What you are asked to do: Switch each "Place a marker" in the data below to "Put a point", then give the data again with everything else left as it is.

Recorded data:

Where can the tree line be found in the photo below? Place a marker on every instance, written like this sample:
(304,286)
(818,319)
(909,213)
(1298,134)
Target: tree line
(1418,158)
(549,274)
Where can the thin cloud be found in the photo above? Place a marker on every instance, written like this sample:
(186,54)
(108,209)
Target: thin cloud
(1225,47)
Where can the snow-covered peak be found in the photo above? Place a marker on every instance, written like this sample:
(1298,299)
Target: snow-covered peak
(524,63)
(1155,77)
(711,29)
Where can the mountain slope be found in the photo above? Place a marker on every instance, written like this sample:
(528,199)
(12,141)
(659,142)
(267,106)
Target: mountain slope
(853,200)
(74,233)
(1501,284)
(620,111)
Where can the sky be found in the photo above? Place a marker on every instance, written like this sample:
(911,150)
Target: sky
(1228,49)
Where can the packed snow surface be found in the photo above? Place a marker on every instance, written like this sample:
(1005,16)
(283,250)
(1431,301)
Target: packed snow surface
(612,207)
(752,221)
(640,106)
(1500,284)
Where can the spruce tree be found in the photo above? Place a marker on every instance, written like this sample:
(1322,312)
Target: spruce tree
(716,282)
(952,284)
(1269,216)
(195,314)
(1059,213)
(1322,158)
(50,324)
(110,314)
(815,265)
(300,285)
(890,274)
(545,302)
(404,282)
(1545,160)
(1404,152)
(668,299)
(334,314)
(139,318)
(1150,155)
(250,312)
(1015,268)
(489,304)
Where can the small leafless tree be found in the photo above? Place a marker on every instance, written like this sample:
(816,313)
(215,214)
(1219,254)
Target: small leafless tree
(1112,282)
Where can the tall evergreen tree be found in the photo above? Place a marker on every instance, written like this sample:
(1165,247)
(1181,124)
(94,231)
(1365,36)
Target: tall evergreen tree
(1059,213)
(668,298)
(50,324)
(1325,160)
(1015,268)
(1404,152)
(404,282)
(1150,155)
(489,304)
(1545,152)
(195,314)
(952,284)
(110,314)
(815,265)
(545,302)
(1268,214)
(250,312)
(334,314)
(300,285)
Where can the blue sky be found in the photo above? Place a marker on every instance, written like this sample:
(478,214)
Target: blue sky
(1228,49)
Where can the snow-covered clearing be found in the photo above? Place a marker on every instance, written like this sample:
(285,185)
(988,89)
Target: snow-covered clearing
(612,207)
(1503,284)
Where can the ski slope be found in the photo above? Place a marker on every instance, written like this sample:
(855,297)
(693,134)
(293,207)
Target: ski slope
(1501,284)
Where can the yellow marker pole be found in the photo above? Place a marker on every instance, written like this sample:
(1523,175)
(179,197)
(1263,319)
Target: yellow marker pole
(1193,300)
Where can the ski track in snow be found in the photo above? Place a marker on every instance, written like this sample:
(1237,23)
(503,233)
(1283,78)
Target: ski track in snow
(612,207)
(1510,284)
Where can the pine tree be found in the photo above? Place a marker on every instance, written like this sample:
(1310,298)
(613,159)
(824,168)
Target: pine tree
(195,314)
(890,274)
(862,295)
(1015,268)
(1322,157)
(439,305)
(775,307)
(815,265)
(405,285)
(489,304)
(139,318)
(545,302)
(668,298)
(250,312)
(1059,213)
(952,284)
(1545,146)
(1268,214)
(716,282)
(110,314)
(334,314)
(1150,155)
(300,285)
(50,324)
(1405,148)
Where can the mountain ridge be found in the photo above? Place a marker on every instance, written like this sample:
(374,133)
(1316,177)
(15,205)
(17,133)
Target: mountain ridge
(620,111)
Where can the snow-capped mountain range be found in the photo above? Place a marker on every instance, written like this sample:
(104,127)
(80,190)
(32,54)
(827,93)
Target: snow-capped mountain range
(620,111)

Worked solution:
Where can the tree line be found in the photo below? Put a point on every instance, written like this sample:
(304,286)
(818,319)
(909,213)
(1298,134)
Target: tree line
(1418,158)
(549,274)
Where can the thin cloud be found in the photo above? Put a point on every instance, written like this sample:
(186,54)
(108,209)
Target: thin cloud
(1225,47)
Where can the snow-covered peak be found in the photo above? Put a point on every instance, written like this sample:
(1298,299)
Target: snow-covered peak
(524,63)
(1155,77)
(711,29)
Where can the mountain slope be found in the photo above? Put a point on every instance, written like this sample:
(528,199)
(12,141)
(659,142)
(267,106)
Target: mountain slope
(853,200)
(74,233)
(1501,284)
(620,111)
Where can the sky be found in the photo above? Put a point on every instance, written like this sample:
(911,150)
Target: sky
(1228,49)
Where can the packed snow surface be found in the photo above? Put a point on every instance, written like this sample:
(1005,16)
(283,250)
(1431,301)
Target: packed snow surface
(612,207)
(752,221)
(640,106)
(1500,284)
Where can the spruce tree be found in the photo above? Put a point on every instance, written like this sample:
(1322,312)
Target: spruce tree
(716,282)
(952,284)
(1269,216)
(195,314)
(1059,213)
(1322,158)
(50,324)
(110,314)
(815,265)
(300,285)
(890,274)
(545,302)
(404,282)
(1545,160)
(1404,152)
(668,299)
(334,314)
(139,318)
(1150,155)
(250,312)
(1015,268)
(489,304)
Where can the small leafless tree be found in the photo above? Put a point on every instance, written like this sample:
(816,313)
(215,214)
(1219,254)
Target: small leafless tree
(1112,282)
Where can the tall evergreen tree be found in the photo above? Put a point on every instance, written like this sample:
(1165,247)
(1181,124)
(94,231)
(1365,36)
Target: tall evergreen tree
(1059,213)
(668,298)
(50,324)
(1325,160)
(1015,268)
(1404,152)
(404,282)
(1150,155)
(489,304)
(1545,152)
(195,314)
(952,284)
(110,314)
(815,265)
(545,302)
(1268,214)
(250,312)
(334,314)
(300,285)
Where can the blue sky be found in the photo above? Put a point on every instance, written like this sample:
(478,214)
Target: blue sky
(1228,49)
Where can the snow-covered clearing be found in the photo above? Put a point on every instance, written like this sample:
(285,185)
(988,89)
Target: snow-covered clearing
(612,207)
(1503,284)
Where can the ski slope be found in the photo above? Put a point on every instance, written like this sample:
(855,297)
(693,134)
(293,207)
Target: ski slope
(1501,284)
Where can the yellow marker pole be found in the photo above? Put a point on every instance, written like this sample:
(1523,175)
(179,197)
(1263,319)
Target: yellow marker pole
(1193,300)
Where can the ski track in snow be found in the photo above? Put a point on every instance, written like this sample:
(1237,23)
(503,233)
(1283,78)
Target: ski track in snow
(612,207)
(1510,284)
Where can the pine tree be found in the photo above? Put a point on every instance, written like this sample:
(1310,298)
(613,159)
(824,168)
Target: pine tree
(195,314)
(890,274)
(862,295)
(1015,268)
(1322,157)
(439,305)
(775,307)
(815,265)
(405,285)
(489,304)
(139,318)
(545,302)
(668,298)
(250,312)
(1059,213)
(952,284)
(1545,146)
(1268,214)
(716,282)
(110,314)
(334,314)
(1150,155)
(300,285)
(50,324)
(1405,148)
Where can the mountain ridge be found in the photo above? Put a point on every instance, written like this sample:
(374,133)
(1316,177)
(15,205)
(17,133)
Target: mountain ridge
(620,111)
Where can the snow-capped mountain range be found in the photo above? Put a point on every instance, written like this sample:
(104,127)
(80,190)
(32,54)
(827,93)
Target: snow-capped mountain range
(620,111)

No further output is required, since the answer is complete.